When "The Daughter of the Regiment," one of the Metropolitan Opera's most-anticipated premieres this season, comes live to a movie house near you on Saturday, it's a good bet that the theater will be mobbed. Met General Manager Peter Gelb's vision for high-definition cinema transmissions of operas has proved so successful after two seasons that the company is adding more of them every year: 11 have just been announced for 2008-09. And other opera companies are scrambling to catch up.

This spring, productions from the San Francisco Opera, La Scala in Milan and London's Royal Opera House began appearing in North American movie theaters. But the response has not been quite the same. On April 5, 170,000 people around the world saw the Met's "La Bohème." A week later, however, when a taped performance of the San Francisco Opera's "Don Giovanni" played in selected theaters around the country, the Pavilion Park Slope movie house in Brooklyn had all of 13 people in the audience.

Dataset rows showing where objects appear
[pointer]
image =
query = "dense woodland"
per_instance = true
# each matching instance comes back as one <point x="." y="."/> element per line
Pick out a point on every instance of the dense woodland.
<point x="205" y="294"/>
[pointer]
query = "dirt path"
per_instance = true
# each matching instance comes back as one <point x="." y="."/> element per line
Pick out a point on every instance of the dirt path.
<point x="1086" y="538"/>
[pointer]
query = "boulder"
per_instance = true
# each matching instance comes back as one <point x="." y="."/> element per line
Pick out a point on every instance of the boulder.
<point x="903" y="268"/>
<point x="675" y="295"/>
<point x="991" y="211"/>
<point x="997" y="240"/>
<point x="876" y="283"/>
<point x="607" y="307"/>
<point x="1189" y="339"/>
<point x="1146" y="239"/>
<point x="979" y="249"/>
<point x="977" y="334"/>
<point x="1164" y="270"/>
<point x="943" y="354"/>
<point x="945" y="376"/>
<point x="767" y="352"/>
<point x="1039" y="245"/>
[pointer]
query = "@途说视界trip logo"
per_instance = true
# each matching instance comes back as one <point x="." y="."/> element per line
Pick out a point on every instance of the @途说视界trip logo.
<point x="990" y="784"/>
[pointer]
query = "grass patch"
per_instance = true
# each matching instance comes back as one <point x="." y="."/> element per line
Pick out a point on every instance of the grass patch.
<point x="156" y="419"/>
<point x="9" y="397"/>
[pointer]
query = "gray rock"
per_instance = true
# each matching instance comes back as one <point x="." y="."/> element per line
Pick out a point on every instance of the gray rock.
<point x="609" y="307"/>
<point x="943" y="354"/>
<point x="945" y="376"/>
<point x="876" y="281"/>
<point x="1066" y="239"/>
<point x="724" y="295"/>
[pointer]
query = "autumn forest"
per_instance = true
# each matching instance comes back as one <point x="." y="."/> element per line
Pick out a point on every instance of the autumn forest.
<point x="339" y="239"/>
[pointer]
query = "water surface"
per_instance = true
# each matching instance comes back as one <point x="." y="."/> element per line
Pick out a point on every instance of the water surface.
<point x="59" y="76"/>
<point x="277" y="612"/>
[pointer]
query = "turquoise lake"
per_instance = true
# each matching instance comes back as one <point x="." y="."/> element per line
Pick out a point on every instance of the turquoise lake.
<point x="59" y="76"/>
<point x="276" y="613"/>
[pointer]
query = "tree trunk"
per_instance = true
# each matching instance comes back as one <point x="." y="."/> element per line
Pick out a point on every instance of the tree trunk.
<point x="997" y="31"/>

* **Set problem 1**
Rename "San Francisco Opera" as "Seattle Opera" and give back the opera article between "This spring, productions" and "in the audience.", inclusive.
* **Set problem 2**
Count the lines in the rows that contain the string "trunk", and reply with the number only.
The opera article and the rows are unrelated material.

* **Complete answer 1**
This spring, productions from the Seattle Opera, La Scala in Milan and London's Royal Opera House began appearing in North American movie theaters. But the response has not been quite the same. On April 5, 170,000 people around the world saw the Met's "La Bohème." A week later, however, when a taped performance of the Seattle Opera's "Don Giovanni" played in selected theaters around the country, the Pavilion Park Slope movie house in Brooklyn had all of 13 people in the audience.

* **Complete answer 2**
2